◆ **Your assignment**:
Please restate the records below word for word, leaving out every picture.

Data to use START

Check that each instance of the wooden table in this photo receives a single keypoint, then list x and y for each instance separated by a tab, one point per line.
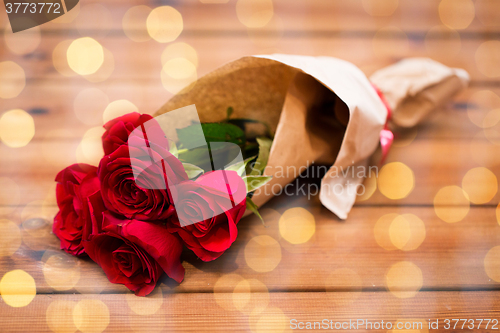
369	267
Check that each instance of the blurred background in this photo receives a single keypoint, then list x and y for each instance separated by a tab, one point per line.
428	223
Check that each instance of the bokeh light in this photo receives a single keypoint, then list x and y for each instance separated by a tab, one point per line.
492	264
456	14
451	204
134	23
90	149
61	270
390	42
407	232
12	79
59	316
249	295
380	7
60	58
396	180
404	279
145	305
488	58
297	225
480	184
17	288
441	38
85	55
17	128
164	24
483	108
56	141
498	213
254	13
487	12
180	50
70	16
10	238
118	108
91	316
177	74
10	193
22	42
106	69
89	106
262	253
36	230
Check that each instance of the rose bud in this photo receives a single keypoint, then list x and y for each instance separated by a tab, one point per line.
74	185
134	253
135	180
118	131
208	210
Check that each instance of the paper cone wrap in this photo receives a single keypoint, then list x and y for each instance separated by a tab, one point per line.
321	110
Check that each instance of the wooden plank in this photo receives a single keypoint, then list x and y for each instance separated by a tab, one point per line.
310	16
450	257
52	104
142	62
177	313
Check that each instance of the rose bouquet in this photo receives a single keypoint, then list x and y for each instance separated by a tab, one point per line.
134	213
174	181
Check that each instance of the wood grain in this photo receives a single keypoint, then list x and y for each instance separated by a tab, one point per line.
177	312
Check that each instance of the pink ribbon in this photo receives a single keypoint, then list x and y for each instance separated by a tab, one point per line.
386	135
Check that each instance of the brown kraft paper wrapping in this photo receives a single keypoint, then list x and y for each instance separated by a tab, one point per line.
320	110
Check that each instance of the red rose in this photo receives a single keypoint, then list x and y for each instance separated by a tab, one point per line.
134	253
147	197
208	210
74	185
119	129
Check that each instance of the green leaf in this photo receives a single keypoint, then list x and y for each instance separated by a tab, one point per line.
229	111
262	159
192	170
240	166
254	182
251	206
213	132
242	122
173	148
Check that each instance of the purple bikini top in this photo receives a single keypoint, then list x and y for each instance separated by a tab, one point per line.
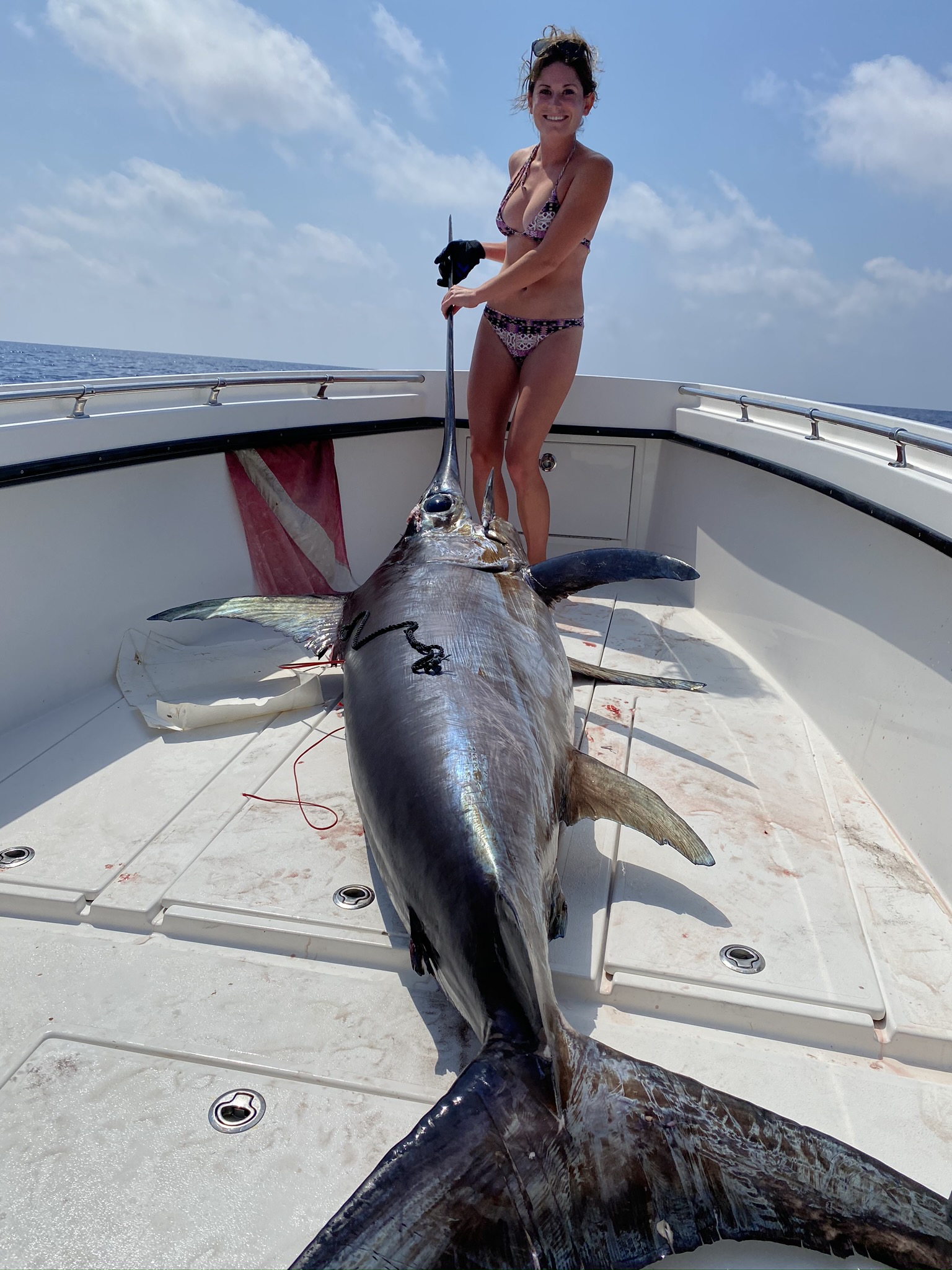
545	216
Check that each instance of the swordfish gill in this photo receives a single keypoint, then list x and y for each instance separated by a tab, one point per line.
550	1150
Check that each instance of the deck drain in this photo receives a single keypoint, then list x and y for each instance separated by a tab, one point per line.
353	897
236	1110
743	959
13	856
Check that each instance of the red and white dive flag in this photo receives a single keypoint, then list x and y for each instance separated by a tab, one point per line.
289	507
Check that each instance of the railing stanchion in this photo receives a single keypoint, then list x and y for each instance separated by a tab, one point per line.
901	437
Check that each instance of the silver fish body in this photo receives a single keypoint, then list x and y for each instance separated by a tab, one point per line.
550	1150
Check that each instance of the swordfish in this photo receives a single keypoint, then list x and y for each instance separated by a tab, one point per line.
550	1150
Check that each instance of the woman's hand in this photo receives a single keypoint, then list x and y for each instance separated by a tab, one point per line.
460	298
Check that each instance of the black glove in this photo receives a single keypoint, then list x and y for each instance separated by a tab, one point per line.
457	259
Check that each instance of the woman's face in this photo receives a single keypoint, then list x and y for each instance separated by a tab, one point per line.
558	104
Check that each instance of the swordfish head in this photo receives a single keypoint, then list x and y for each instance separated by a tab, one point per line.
441	523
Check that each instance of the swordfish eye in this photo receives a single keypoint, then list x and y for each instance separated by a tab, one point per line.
438	505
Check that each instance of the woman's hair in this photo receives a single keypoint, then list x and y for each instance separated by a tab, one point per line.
568	48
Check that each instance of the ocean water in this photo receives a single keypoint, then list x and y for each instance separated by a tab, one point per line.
941	418
36	363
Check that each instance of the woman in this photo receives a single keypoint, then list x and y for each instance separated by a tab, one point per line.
528	340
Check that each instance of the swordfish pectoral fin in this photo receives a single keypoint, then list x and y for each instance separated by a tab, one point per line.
563	575
598	793
310	620
631	678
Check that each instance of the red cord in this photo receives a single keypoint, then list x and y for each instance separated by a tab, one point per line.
299	802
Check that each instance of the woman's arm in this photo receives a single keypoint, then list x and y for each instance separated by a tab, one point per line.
495	252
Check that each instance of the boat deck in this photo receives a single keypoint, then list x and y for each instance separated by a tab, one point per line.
173	939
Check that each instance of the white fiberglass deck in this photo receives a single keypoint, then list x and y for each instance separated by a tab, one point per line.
190	945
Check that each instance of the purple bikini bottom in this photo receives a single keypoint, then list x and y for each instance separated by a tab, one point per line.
522	334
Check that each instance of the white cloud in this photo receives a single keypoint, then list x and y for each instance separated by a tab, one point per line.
767	89
219	61
224	66
891	118
423	71
180	236
731	252
148	201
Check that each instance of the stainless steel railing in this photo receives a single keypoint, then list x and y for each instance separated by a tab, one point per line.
215	383
901	437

Data to use END

◆ **Exercise answer**:
Check that each instance of the wooden table in this photo receives a single keypoint, then list x and y for each instance separated by a tab, one point per line.
369	267
Check that each instance of the blurred background in this photo receives a single keypoint, then list x and y for each instance separated by a tab, one point per line.
428	223
Check that each instance of the bokeh light in this photo receives a single keypoint, then list x and y for each instance separated by a tab, one point per line.
492	264
456	14
451	204
134	23
90	149
61	270
390	42
407	232
12	79
59	316
249	295
380	7
60	58
396	180
404	279
145	305
488	58
297	225
480	184
17	288
441	38
85	55
17	128
164	24
483	108
56	141
498	213
254	13
487	12
180	50
70	16
10	238
118	108
91	316
177	74
10	193
22	42
106	69
89	106
262	253
36	230
Check that each instance of the rose bud in this photo receives a single keypoint, then list x and y for each instance separated by a tab, one point per line.
74	185
134	253
135	180
118	131
208	210
Check that each instance of the paper cone wrap in this photo receives a single keypoint, then list x and y for each instance separated by a tab, one point per line.
321	110
Check that each instance of the wooden plank in this photo receives a single keypoint, then list x and y for each instance separated by a tab, one point per line.
310	16
450	257
52	104
142	62
177	313
Check that each instance of the rose bouquet in this photo receives a single keypoint, then list x and y for each instance separated by a tab, one point per line.
134	213
174	181
Check that each instance of the wood grain in this photo receives a single keypoint, then list x and y for each instance separated by a tab, one point per line.
177	312
Check that each instance of the pink ribbon in this photo receives a single keypoint, then list x and y for each instance separated by a tab, one point per line.
386	135
Check that each instance of the brown kraft paper wrapping in this photo receives a single keypoint, then list x and y for each instance separated by a tab, one point per line.
320	110
Check that each instance of the red rose in this photo receives a single keypoint, then list x and y for each instance separated by a tab, one point per line.
134	253
147	197
208	210
74	185
119	129
Check that each instance of the green leaf in this photo receives a single keypoint, then list x and y for each instance separated by a tab, one point per line.
229	111
262	159
192	170
240	166
254	182
251	206
213	132
242	122
173	148
Check that each instance of the purple bikini top in this photo receives a single keypoint, then list x and y for each instance separated by a tab, one point per line.
545	216
Check that each instance of the swordfish gill in this photo receives a single keypoint, then list x and y for each instance separated by a tab, one point per line.
550	1150
Check that each instance of the deck drain in this photo receives a single keypoint, then list x and y for each instance separated by a tab, one point per line.
353	897
236	1110
743	959
13	856
Check that each instance of the red and white dive flag in this photo receives a single keypoint, then list x and y for each instance separated by a tab, one point per line.
289	507
Check that each instance of the railing stanchion in this photo receives a single keypoint, then list x and y for each instance separated by a tab, one point per line.
901	437
Check that each instance of the silver fish body in this photo receives a single keypoint, then list x and y for each instance separated by a tab, one point per line.
550	1150
Check that each instance of the swordfish in this photo receives a single keypoint, then list x and y for each instance separated by a tab, one point per line.
550	1150
Check that each instance of the woman's hand in this photo receives a single keypoint, then list x and y for each instance separated by a tab, one point per line.
460	298
Check that each instance of the black glove in this photo receives a single keypoint, then list x and y for each instance separated by a tab, one point per line.
457	259
Check that each instance of the woman's face in this photo receives a single keypoint, then list x and y for each instance separated by a tab, one point per line.
558	104
Check that each instance of the swordfish head in this photo receives a single keypoint, then list x and y for each instance separated by a tab, one point per line.
441	523
Check that each instance of the swordfish eye in this photo receives a single keypoint, then list x and y for each instance separated by a tab, one point per line.
438	505
Check that each instance of the woman's hair in this photo receives a single keypoint, then list x and y for each instance separated by a tab, one point per line.
568	48
Check that each instance of the ocean water in this photo receives a single keypoint, then list x and y for each instance separated by a tab, one point per line.
941	418
36	363
Check that each instance of the woman in this photo receives a single keypoint, then list x and y for each instance separated by a tab, one point per line.
528	340
Check that each instance of the swordfish pectoral fin in this photo receives a single keypoint, then list x and y for each instance separated by a tab, one point per line.
563	575
598	793
310	620
631	678
Check that each instance of the red cord in this photo receives a single keypoint, then list x and y for each instance separated by a tab, one point per line.
299	802
Check that each instance of the woman's arm in this photo receives a single keypoint, then list x and y for each instance separated by a tab, one point per line.
495	252
Check that each instance of the boat deck in this photo receives a single keypoint, then list x and y for each instance separated by a tab, one point per line.
173	939
Check that each instance of the white fiberglass deck in this photo receives a single keypoint, then list x and y for each instance separated by a tab, one point per line.
190	945
Check that each instance of the purple bikini bottom in this photo receives a single keypoint, then list x and y for each instance separated by a tab, one point per line.
522	334
Check that each instance of the white cloud in this photo receives a single keypoint, then list x and y for each instance separated by a tab, one point per line.
767	89
219	61
224	66
891	118
423	71
180	236
731	252
148	201
Check that each instance of the stainless steel railing in this photo receives a single keypoint, then list x and y for each instance separated by a tab, one point per line.
215	383
901	437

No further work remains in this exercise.